— Begin DATA SUPPLIED —
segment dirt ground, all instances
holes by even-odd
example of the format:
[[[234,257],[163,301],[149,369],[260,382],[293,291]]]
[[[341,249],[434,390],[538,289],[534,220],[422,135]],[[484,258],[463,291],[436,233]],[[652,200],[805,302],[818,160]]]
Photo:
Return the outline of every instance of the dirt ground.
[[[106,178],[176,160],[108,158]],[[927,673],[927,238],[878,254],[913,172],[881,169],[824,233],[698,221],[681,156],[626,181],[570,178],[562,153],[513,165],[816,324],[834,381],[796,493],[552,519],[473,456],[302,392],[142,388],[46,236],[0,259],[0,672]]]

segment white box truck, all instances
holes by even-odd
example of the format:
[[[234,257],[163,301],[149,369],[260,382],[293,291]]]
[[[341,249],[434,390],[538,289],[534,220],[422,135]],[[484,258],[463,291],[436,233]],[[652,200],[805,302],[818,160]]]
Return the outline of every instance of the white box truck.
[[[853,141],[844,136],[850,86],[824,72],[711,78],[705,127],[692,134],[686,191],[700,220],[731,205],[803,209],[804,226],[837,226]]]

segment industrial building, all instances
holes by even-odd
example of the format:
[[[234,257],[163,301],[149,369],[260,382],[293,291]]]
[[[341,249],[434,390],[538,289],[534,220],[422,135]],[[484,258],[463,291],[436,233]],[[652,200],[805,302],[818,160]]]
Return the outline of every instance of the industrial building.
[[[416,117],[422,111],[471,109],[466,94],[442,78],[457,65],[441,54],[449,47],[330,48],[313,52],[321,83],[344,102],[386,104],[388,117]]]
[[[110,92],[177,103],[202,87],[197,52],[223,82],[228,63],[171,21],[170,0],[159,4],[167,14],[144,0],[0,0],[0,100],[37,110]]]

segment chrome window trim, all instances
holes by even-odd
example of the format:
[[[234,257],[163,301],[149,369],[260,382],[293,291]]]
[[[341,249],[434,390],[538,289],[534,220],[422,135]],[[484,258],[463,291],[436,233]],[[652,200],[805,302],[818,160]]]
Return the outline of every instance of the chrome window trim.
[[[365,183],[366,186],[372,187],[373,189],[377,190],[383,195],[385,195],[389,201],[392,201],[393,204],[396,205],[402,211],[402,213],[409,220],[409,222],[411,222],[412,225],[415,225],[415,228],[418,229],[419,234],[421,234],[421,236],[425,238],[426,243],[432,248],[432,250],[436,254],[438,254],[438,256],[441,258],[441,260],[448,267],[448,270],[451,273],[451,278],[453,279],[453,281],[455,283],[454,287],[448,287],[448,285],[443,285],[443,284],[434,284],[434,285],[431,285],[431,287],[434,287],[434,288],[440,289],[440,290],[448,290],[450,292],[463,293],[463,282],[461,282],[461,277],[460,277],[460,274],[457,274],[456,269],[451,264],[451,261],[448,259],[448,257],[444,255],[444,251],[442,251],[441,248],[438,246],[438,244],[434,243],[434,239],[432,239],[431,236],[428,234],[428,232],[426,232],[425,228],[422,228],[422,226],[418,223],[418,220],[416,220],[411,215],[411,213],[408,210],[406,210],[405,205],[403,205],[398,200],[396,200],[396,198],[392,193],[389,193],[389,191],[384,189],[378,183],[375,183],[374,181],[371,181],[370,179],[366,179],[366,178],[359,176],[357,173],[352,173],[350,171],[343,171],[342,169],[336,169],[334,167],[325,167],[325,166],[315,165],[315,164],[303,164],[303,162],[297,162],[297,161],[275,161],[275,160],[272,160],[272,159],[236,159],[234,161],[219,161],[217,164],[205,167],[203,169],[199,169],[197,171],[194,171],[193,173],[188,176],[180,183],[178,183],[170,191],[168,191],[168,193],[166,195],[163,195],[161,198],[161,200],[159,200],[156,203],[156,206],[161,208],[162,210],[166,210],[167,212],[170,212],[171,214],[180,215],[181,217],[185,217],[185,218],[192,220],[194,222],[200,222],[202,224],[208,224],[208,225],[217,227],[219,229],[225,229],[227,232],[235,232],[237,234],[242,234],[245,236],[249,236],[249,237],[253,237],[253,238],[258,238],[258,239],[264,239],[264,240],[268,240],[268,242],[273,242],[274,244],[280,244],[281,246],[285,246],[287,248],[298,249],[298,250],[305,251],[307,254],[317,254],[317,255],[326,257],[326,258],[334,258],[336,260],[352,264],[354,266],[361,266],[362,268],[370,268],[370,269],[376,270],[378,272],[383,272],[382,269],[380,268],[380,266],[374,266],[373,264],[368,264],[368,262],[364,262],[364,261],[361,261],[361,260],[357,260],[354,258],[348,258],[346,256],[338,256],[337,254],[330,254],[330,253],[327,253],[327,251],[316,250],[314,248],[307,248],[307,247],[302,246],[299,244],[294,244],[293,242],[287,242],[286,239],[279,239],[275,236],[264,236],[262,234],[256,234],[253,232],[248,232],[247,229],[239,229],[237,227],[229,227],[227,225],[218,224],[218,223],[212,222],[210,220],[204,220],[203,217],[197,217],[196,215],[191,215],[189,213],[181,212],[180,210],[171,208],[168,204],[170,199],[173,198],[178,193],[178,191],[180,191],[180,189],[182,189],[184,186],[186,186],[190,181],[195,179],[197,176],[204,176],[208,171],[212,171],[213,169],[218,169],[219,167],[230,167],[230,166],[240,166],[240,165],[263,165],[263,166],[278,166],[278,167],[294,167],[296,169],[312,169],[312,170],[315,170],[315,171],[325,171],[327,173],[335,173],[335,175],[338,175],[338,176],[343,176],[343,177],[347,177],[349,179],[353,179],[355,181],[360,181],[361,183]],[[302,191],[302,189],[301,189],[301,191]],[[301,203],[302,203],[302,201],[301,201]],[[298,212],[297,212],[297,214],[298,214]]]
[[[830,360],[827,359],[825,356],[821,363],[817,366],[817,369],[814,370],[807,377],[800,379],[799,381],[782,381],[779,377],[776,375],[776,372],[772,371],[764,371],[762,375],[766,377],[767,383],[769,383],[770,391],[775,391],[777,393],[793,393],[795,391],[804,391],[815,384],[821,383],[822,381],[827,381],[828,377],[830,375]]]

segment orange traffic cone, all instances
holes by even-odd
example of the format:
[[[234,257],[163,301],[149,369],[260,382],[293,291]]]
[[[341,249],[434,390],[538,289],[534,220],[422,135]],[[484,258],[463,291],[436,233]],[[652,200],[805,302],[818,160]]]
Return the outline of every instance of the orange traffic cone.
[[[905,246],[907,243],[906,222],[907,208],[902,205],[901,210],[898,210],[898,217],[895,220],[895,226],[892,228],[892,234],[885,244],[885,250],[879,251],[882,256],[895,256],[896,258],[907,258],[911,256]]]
— End DATA SUPPLIED —
• WHAT YOU ARE ASKED TO DO: Change every "outline" in the listing above to "boundary" and reproduce the whole listing with nothing else altered.

• FULL SOLUTION:
segment dirt ground, all instances
holes by even-odd
example of the format:
[[[234,257],[163,301],[149,369],[260,382],[293,291]]]
[[[341,249],[434,390],[538,289],[534,220],[422,135]],[[484,258],[463,291],[436,233]],[[652,200],[805,302],[818,160]]]
Photo:
Return the boundary of every instance of the dirt ground.
[[[106,178],[176,160],[108,158]],[[927,673],[927,238],[878,254],[913,172],[881,169],[824,233],[698,221],[681,156],[626,181],[570,178],[562,153],[513,165],[816,324],[834,381],[796,493],[552,519],[473,456],[302,392],[142,388],[46,236],[0,259],[0,672]]]

segment white box truck, all instances
holes by even-odd
example of the format:
[[[234,257],[163,301],[149,369],[260,382],[293,291]]]
[[[341,249],[434,390],[538,289],[534,220],[422,135]],[[484,258],[463,291],[436,233]],[[652,200],[805,302],[818,160]]]
Return the boundary of every instance of the white box truck.
[[[853,141],[844,136],[850,86],[824,72],[711,78],[705,127],[692,134],[686,191],[700,220],[731,205],[803,209],[804,226],[837,226]]]

segment industrial building, all instances
holes by even-odd
example of the format:
[[[234,257],[163,301],[149,369],[260,382],[293,291]]]
[[[341,249],[434,390],[538,289],[534,220],[422,135]],[[484,258],[463,291],[436,233]],[[652,200],[805,302],[818,160]]]
Return the boundary of every instance of the industrial building.
[[[416,117],[422,111],[471,109],[466,94],[442,78],[457,65],[441,54],[449,47],[330,48],[313,52],[321,83],[344,102],[386,104],[388,117]]]
[[[110,92],[177,103],[202,87],[197,52],[223,82],[228,63],[171,21],[170,0],[159,4],[167,14],[144,0],[0,0],[0,100],[37,110]]]

segment chrome window trim, all instances
holes by even-odd
example of the format:
[[[234,257],[163,301],[149,369],[260,382],[293,291]]]
[[[341,249],[434,390],[538,289],[534,220],[422,135]],[[484,258],[463,291],[436,233]],[[652,200],[805,302],[818,160]]]
Return the boundary of every instance of the chrome window trim.
[[[365,183],[366,186],[372,187],[373,189],[377,190],[383,195],[385,195],[389,201],[392,201],[393,204],[396,205],[402,211],[402,213],[409,220],[409,222],[411,222],[412,225],[415,225],[415,228],[418,229],[419,234],[421,234],[421,236],[425,238],[426,243],[432,248],[432,250],[436,254],[438,254],[438,256],[441,258],[441,260],[448,267],[448,270],[451,273],[451,278],[453,279],[453,281],[455,283],[454,287],[448,287],[448,285],[443,285],[443,284],[434,284],[434,285],[431,285],[431,287],[434,287],[434,288],[440,289],[440,290],[448,290],[450,292],[463,293],[463,282],[461,282],[461,277],[460,277],[460,274],[457,274],[456,269],[451,264],[451,261],[448,259],[448,257],[444,255],[444,251],[442,251],[441,248],[438,246],[438,244],[434,243],[434,239],[432,239],[431,236],[428,234],[428,232],[426,232],[425,228],[422,228],[422,226],[418,223],[418,220],[416,220],[411,215],[411,213],[408,210],[406,210],[405,205],[403,205],[398,200],[396,200],[396,198],[392,193],[389,193],[389,191],[384,189],[378,183],[375,183],[374,181],[371,181],[370,179],[366,179],[366,178],[359,176],[357,173],[352,173],[350,171],[343,171],[342,169],[336,169],[334,167],[325,167],[325,166],[315,165],[315,164],[303,164],[303,162],[297,162],[297,161],[275,161],[275,160],[272,160],[272,159],[236,159],[234,161],[219,161],[217,164],[205,167],[203,169],[199,169],[197,171],[194,171],[193,173],[188,176],[180,183],[178,183],[170,191],[168,191],[168,193],[166,195],[163,195],[161,198],[161,200],[159,200],[156,203],[156,206],[161,208],[162,210],[166,210],[167,212],[170,212],[171,214],[180,215],[181,217],[185,217],[185,218],[192,220],[194,222],[200,222],[202,224],[208,224],[208,225],[217,227],[219,229],[225,229],[227,232],[235,232],[237,234],[242,234],[245,236],[249,236],[249,237],[253,237],[253,238],[258,238],[258,239],[264,239],[264,240],[268,240],[268,242],[273,242],[274,244],[280,244],[281,246],[285,246],[287,248],[298,249],[298,250],[305,251],[307,254],[317,254],[317,255],[326,257],[326,258],[334,258],[336,260],[352,264],[354,266],[361,266],[362,268],[370,268],[370,269],[376,270],[378,272],[383,272],[382,269],[380,268],[380,266],[374,266],[373,264],[368,264],[368,262],[364,262],[364,261],[361,261],[361,260],[357,260],[354,258],[348,258],[346,256],[338,256],[337,254],[330,254],[330,253],[327,253],[327,251],[316,250],[314,248],[307,248],[307,247],[302,246],[299,244],[294,244],[293,242],[287,242],[286,239],[279,239],[275,236],[264,236],[262,234],[256,234],[253,232],[248,232],[247,229],[239,229],[237,227],[229,227],[227,225],[218,224],[218,223],[212,222],[210,220],[204,220],[203,217],[197,217],[196,215],[191,215],[189,213],[181,212],[180,210],[171,208],[168,204],[170,199],[173,198],[178,193],[178,191],[180,191],[180,189],[182,189],[184,186],[186,186],[190,181],[195,179],[197,176],[204,176],[208,171],[212,171],[213,169],[218,169],[219,167],[230,167],[230,166],[240,166],[240,165],[263,165],[263,166],[278,166],[278,167],[294,167],[296,169],[312,169],[312,170],[315,170],[315,171],[325,171],[327,173],[335,173],[335,175],[338,175],[338,176],[343,176],[343,177],[347,177],[349,179],[353,179],[355,181],[360,181],[361,183]],[[302,191],[302,189],[301,189],[301,191]],[[301,203],[302,203],[302,201],[301,201]],[[298,212],[297,212],[297,214],[298,214]]]
[[[830,360],[827,359],[825,356],[821,363],[817,366],[817,369],[814,370],[807,377],[800,379],[799,381],[782,381],[779,377],[776,375],[776,372],[772,371],[764,371],[762,375],[766,377],[767,383],[769,383],[770,391],[775,391],[777,393],[793,393],[795,391],[804,391],[815,384],[821,383],[822,381],[827,381],[828,377],[830,375]]]

segment orange traffic cone, all instances
holes by even-odd
example of the format:
[[[234,257],[163,301],[149,369],[260,382],[293,291]]]
[[[341,249],[434,390],[538,289],[534,220],[422,135]],[[484,258],[463,291],[436,233]],[[652,200],[805,302],[818,160]]]
Return the boundary of every instance of the orange traffic cone.
[[[905,246],[907,243],[906,222],[907,208],[902,205],[901,210],[898,210],[898,217],[895,220],[895,226],[892,228],[892,234],[885,244],[885,250],[879,251],[882,256],[895,256],[896,258],[907,258],[911,256]]]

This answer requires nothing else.